(Excerpted records)

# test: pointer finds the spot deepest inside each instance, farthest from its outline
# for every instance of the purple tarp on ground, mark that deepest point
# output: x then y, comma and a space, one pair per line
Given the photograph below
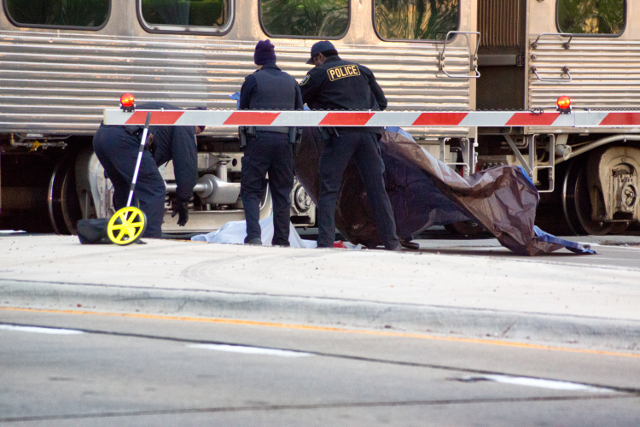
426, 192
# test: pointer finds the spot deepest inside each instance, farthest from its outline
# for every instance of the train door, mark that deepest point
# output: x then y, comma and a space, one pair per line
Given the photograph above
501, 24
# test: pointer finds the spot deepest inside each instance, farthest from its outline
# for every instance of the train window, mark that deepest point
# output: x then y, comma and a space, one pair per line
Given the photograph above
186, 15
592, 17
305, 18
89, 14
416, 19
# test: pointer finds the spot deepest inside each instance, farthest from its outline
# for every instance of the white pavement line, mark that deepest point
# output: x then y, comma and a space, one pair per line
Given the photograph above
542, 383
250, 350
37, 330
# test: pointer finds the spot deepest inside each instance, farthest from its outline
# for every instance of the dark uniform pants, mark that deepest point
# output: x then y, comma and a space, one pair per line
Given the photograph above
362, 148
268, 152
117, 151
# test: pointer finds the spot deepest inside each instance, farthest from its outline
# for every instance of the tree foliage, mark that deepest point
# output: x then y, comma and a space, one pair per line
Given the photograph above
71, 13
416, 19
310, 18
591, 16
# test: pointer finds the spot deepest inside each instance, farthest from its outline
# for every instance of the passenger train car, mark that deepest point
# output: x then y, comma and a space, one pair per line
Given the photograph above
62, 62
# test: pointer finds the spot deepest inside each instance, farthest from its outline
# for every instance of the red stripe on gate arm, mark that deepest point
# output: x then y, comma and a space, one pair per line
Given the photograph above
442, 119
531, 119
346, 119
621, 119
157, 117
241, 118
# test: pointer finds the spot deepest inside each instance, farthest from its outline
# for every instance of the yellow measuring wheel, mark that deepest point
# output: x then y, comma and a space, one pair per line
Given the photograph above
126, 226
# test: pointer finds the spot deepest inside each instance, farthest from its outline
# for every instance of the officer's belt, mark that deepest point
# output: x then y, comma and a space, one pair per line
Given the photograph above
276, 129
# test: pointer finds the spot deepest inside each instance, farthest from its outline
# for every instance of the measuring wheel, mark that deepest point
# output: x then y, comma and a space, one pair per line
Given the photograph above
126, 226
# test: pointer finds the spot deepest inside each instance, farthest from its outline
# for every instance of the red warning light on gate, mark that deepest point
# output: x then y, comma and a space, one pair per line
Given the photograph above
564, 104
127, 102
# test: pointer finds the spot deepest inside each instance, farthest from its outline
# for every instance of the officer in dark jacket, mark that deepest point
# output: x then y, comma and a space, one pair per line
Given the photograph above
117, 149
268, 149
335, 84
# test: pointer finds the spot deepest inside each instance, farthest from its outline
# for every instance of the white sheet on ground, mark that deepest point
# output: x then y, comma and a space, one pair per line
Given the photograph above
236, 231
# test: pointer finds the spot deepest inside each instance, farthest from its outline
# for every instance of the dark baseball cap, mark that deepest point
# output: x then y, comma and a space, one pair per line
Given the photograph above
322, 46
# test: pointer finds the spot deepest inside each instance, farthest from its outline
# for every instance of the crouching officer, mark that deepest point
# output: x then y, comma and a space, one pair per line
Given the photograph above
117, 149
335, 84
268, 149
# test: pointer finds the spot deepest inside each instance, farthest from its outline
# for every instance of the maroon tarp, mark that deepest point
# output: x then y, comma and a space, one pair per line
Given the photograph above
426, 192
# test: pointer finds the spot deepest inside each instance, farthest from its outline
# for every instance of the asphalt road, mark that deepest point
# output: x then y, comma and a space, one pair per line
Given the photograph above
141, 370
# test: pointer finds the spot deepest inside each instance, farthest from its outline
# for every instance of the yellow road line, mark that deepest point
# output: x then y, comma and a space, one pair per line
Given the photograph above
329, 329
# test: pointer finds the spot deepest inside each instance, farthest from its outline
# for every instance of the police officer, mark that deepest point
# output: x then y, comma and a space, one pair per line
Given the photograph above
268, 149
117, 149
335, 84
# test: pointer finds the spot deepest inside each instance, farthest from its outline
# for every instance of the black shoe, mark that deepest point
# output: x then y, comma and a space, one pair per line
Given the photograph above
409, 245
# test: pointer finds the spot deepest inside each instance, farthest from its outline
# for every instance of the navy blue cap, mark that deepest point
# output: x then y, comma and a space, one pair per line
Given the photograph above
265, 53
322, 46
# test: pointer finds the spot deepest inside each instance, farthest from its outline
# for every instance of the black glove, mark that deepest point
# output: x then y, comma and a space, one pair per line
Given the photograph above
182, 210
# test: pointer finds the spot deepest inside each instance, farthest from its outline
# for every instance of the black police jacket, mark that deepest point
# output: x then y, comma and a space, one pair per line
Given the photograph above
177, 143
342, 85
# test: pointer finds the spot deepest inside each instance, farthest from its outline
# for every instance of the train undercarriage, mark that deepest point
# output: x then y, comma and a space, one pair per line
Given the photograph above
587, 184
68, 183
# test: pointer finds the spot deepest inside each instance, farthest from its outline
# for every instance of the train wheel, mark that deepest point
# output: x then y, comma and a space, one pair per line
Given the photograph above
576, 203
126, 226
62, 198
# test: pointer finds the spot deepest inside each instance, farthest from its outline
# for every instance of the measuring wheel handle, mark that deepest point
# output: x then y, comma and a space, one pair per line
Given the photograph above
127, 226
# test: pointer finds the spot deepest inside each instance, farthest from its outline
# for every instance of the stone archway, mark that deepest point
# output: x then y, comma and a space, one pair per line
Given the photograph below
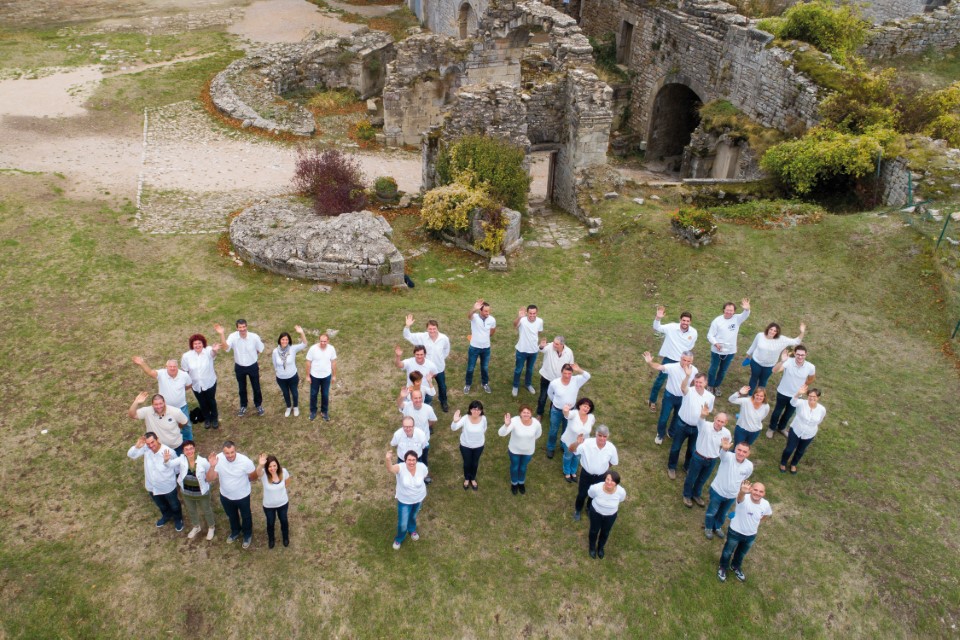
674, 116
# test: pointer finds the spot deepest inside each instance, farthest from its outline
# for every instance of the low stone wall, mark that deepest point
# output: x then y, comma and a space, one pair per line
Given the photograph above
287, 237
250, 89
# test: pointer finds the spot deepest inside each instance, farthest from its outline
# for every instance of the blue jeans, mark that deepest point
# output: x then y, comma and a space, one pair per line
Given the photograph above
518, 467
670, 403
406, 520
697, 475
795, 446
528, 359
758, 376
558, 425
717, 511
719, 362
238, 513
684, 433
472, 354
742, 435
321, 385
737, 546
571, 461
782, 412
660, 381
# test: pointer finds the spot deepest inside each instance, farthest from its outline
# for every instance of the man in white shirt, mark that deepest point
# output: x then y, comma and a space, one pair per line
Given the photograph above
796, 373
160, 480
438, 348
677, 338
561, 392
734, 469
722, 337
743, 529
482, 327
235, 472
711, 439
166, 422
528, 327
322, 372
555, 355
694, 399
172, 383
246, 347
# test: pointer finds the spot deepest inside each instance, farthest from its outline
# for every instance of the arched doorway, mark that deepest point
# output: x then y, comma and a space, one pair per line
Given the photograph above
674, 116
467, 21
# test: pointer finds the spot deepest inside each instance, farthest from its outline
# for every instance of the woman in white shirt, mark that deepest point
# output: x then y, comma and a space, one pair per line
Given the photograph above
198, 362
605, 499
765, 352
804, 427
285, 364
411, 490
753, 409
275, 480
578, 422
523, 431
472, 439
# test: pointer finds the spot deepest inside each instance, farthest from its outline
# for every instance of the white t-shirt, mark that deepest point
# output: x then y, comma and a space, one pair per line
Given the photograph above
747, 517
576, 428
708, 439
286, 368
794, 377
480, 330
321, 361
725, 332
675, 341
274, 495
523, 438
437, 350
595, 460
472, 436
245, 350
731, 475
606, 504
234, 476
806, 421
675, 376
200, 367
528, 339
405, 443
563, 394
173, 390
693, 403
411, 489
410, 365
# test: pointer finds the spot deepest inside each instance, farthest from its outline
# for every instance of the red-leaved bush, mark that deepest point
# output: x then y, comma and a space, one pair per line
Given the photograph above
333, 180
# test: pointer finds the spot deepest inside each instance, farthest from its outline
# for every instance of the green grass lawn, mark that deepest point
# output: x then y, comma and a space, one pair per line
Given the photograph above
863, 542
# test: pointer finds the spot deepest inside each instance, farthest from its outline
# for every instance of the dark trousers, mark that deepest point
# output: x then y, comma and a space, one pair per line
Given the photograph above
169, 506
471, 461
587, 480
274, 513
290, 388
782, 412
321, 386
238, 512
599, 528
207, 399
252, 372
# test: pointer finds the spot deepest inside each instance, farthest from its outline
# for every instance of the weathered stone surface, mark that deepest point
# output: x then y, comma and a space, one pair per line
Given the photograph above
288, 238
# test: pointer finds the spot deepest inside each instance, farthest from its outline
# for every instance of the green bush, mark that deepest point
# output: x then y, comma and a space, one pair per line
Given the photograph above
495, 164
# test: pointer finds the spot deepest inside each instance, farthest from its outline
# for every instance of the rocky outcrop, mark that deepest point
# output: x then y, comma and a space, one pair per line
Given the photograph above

(End Excerpted records)

▶ Activity
The word is "shirt". Copy every line above where it appears.

▶ Written reply
# for every instance of the man in white shirt, mark that deepest point
# for every instance of the woman in white shirt, mark that deepest point
# for every instance of the white t-shirt, mark that deepest point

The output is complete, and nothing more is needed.